#### TEXT:

We know Jesus is above all. Even the greatest prophet (John the Baptist) compared himself to Jesus and realized his own words were nothing but as a mere man “speaking from the earth” in comparison to the words from Jesus. Prophet John explained why: the words from Jesus — the One who came “from above” — is “above all.” (John 3:31.)
In other words, Jesus’ words are superior to every other prophet from God! God thereby tests our allegiance.
If you think instead that Paul has any equal or greater stature than your Lord, you have inverted things. You are using the “disciple to criticize the Master,” as Kierkegaard pointed out in 1855. This involves a fundamental error of how to regard Jesus in relation to anyone else.
It is clearly error to treat Paul’s words equally as important or more important than Jesus’ words. Jesus told you not to do this even as to a true apostle. (John 13:16, “the apostolos is not more important than the one who sent him.”)
To those who balk, and still insist they must force an agreement between Jesus and Paul, I reply: you absolutely have no Biblical basis for doing so. For Jesus never called Paul an apostle. It is a pure myth that Jesus ever did so! Tertullian pointed this out in 207 A.D.
Tertullian was confronting heretics (Marcion) who were citing Paul to prove salvation by mere belief without obedience. (See page 578 et seq.) Tertullian said it was trou-bling that such reliance was being put upon one (Paul) of whom there is not the slightest proof in the four Gospels or Acts that Jesus ever called him (Paul) an apostle. Yes, Jesus called Paul a witness (martus in Greek). But Jesus never once called Paul an apostle (apostolos in Greek).63 Thus, there is no basis to give Paul whatever authority is assumed to be enjoyed by the twelve apostles. Here is Tertullian in book five, chapter one, of Against Marcion (207 A.D.) rebuffing this zeal for Paul’s words ahead of Christ’s words:
I desire to hear from Marcion the origin of Paul the apostle. I am a sort of new disciple, having had instruction from no other teacher. For the moment my only belief is that nothing ought to be believed without good reason, and that is believed without good reason which is believed without knowledge of its origin: and I must with the best of reasons approach this inquiry with uneasiness when I find one affirmed to be an apostle, of whom in the list of the apostles in the gospel I find no trace. So when I am told that he [i.e., Paul] was subsequently promoted by our Lord, by now at rest in heaven, I find some lack of foresight in the fact that Christ did not know beforehand that he would have need of him, but after setting in order the office of apostleship and sending them out upon their duties, considered it necessary, on an impulse and not by deliberation, to add another, by compulsion so to speak and not by design [i.e., on the Road to Damascus]. So then, shipmaster out of Pontus [i.e., Marcion], supposing you have never accepted into your craft any smuggled or illicit merchandise, have never appropriated or adulterated any cargo, and in the things of God are even more careful and trustworthy, will you please tell us under what bill of lading you accepted Paul as apostle, who had stamped him with that mark of distinction, who commended him to you, and who put him in your charge? Only so may you with confidence disembark him [i.e., Paul]: only so can he avoid being proved to belong to him who has put in evidence all the documents that attest his apostleship. He [i.e., Paul] himself, says Marcion, claims to be an apostle, and that not from men nor through any man, but through Jesus Christ. Clearly any man can make claims for himself: but his claim is confirmed by another person’s attestation. One person writes the document, another signs it, a third attests the signature, and a fourth enters it in the records. No man is for himself both claimant and witness. Besides this, you have found it written that many will come and say, I am Christ. If there is one that makes a false claim to be Christ, much more can there be one who professes that he is an apostle of Christ.... [L]et the apostle, belong to your other god:....64
Luke likewise in Acts made it evident there were only twelve apostles for all time, and this excluded Paul. Never does Paul claim in Acts to be an apostle of Jesus. Never do the apostles in Acts describe Paul as an apostle. Nor does Jesus in the three vision accounts in Acts chapters 9, 22 and 26 ever call Paul an apostle. Jesus says Paul will be a martus — a witness, not an apostolos — which means messenger.

#### SOURCE MATERIAL:
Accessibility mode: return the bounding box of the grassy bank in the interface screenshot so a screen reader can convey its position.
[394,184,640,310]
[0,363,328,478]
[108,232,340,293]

#### WHAT YOU NEED TO DO:
In the text about Paul and apostleship above, turn the paragraph that opens "Luke likewise in Acts" into a short bulleted list that keeps its main facts.

#### WORKED SOLUTION:
- In Acts, Luke made it evident that there were only twelve apostles for all time, which excluded Paul.
- Paul never claims in Acts to be an apostle of Jesus.
- The apostles in Acts never describe Paul as an apostle.
- In the three vision accounts in Acts chapters 9, 22 and 26, Jesus never calls Paul an apostle.
- Jesus says Paul will be a martus (a witness), not an apostolos (a messenger).